• WHAT YOU SHOULD DO:
Every line of the data should be retyped with no difference from the original.

• THE DATA:
▬▬▬▬▬▬

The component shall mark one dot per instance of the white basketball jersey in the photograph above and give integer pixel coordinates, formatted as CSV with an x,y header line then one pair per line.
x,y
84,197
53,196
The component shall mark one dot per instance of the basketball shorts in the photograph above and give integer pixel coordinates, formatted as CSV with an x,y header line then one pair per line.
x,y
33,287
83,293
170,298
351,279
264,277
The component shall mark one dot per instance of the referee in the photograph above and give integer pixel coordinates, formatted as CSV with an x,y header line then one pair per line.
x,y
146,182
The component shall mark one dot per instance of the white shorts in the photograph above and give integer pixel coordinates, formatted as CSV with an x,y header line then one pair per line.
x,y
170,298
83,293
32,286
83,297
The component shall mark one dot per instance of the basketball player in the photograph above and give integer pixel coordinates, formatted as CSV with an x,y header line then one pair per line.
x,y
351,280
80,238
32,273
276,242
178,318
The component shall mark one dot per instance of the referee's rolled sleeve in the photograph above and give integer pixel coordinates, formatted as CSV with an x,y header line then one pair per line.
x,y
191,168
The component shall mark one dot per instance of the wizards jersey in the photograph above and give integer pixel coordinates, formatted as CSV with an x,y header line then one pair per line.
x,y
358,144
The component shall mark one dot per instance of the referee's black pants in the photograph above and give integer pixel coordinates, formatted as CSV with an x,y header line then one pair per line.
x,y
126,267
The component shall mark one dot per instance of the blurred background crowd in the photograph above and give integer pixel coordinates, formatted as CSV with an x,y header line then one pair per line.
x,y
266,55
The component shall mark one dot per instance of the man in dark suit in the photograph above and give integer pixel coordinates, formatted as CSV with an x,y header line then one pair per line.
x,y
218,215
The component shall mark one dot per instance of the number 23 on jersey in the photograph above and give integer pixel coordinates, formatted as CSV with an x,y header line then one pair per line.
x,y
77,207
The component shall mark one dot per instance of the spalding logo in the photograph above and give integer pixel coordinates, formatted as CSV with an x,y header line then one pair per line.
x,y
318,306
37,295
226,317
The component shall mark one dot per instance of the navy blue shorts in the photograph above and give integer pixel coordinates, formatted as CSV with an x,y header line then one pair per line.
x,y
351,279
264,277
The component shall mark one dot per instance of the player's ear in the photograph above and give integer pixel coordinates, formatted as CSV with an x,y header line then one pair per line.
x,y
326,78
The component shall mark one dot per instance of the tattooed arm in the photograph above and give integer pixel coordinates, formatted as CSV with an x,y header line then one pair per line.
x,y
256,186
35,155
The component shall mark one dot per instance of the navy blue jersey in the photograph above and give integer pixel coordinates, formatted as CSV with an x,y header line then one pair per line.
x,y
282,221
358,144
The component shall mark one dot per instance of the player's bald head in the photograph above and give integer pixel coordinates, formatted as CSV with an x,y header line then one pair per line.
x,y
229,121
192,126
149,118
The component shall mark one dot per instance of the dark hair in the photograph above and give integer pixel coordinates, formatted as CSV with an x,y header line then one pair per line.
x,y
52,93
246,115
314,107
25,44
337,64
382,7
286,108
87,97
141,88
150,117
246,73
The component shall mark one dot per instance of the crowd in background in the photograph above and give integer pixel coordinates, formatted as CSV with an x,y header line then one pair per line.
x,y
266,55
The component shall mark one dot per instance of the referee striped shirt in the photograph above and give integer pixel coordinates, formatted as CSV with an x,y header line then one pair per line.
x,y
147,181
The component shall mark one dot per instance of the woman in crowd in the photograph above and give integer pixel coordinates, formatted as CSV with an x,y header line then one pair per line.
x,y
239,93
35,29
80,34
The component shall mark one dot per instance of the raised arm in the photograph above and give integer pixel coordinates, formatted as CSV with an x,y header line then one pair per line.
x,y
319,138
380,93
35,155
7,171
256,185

▬▬▬▬▬▬

• ANSWER TO THE PROBLEM:
The component shall mark one dot per instance of the white basketball jersey in the photograph above and give integer pixel coordinates, formatted as CSV with an x,y header line then one pair per line.
x,y
84,197
53,196
The component shall mark one dot per instance of the basketball shorts in the photograph above and give integer pixel coordinates, formatted as CSV with an x,y header line then one pair per line.
x,y
33,287
83,293
170,298
351,279
264,277
The component shall mark one dot per instance of the referee in the photograph above and give integer pixel coordinates, formatted as CSV with an x,y header line then one pair per line.
x,y
146,182
The component shall mark one dot per instance of the white shorts in the photograph above and give integer pixel coordinates, formatted as CSV with an x,y header line then one pair per line.
x,y
170,298
83,293
32,286
83,297
The component shall mark one dot per instance of the basketball player in the photograph above and give integer pixel coordinates, formatted as CSV with an x,y header line then one pair per line.
x,y
351,280
80,238
32,273
276,242
178,318
The component shall mark one dot per instance of the referee's rolled sleeve in the photograph above and give integer pixel coordinates, formatted as CSV with an x,y header line then one pair per line.
x,y
191,168
The component shall mark one dot per instance of the wizards jersey in the photograph above and give integer pixel coordinates, formatted as CSV with an x,y header line then one pair per line.
x,y
358,144
The component shall mark one dot per instance of the referee's black pants in the photograph above and give integer pixel coordinates, formatted as CSV with an x,y header line then one pair per line.
x,y
126,267
The component shall mark one dot per instance of the blurred background crowd in the photograph above and give integer pixel coordinates, formatted as CSV with an x,y header line then one pair per line.
x,y
266,55
The component shall mark one dot per instance of the man in dark suit in the photograph above and give integer pixel coordinates, formatted as CSV with an x,y header line then one pair per line.
x,y
218,215
The component shall mark one dot per instance of the number 23 on jersey in the photograph above and give integer pixel coordinates, formatted as CSV with an x,y header line then one pair per line.
x,y
77,207
The component shall mark one dot per instance of the spalding logo in the photograph above and give integer pixel coordinates, formatted as CSV with an x,y header line then one pair per line.
x,y
318,306
37,295
226,317
The component shall mark one dot per instance of the navy blue shorts in the photograph above and give integer pixel coordinates, formatted as CSV with an x,y header line then one pair per line.
x,y
351,279
264,277
The component shall mark one dot per instance of the player's ear in the photograph above and give integer pixel coordinates, formatted as CSV with an x,y header line then one pair per line.
x,y
326,78
The component shall mark one dot per instance of the tattooed arm in the photograph above and give integer pixel coordinates, formatted as CSV with an x,y header line then one pair per line.
x,y
256,186
35,155
The component shall mark one dot per instance of the navy blue jersey in the photograph above and give integer pixel coordinates, formatted as CSV with an x,y header line then one pair per line.
x,y
282,221
358,144
The component shall mark one dot per instance of the player's bald head in the photograph above and give integer pixel coordinates, formatted as CSV with an x,y header line then one pair per line.
x,y
229,121
192,126
149,118
The component shall mark one dot per instance of the dark hair in the photograph above and give integer pixel coordinates, formatted as CSV with an x,y header line then one pair per line.
x,y
52,93
246,115
314,107
25,44
337,64
382,7
286,108
87,97
141,88
150,117
246,73
The component shall mark one dot per instance of the crowd in background in the photograph above and give integer pixel coordinates, formatted as CSV with an x,y header line then one pair per line.
x,y
266,55
The component shall mark one dot per instance of the referee striped shirt in the photograph above and give integer pixel coordinates, formatted as CSV with an x,y header line then one pair per line.
x,y
147,181
The component shall mark one dot per instance of the woman in crowd in the photograph above and give integer pixel coordinates, formatted as CSV with an x,y header line then one pair per line.
x,y
239,93
35,29
80,34
The component shall mark one dot per instance of the raised arm in the photograph above and give integer pixel coordinates, formatted as CSV with an x,y header line then one pair per line.
x,y
319,138
380,93
35,155
7,171
256,185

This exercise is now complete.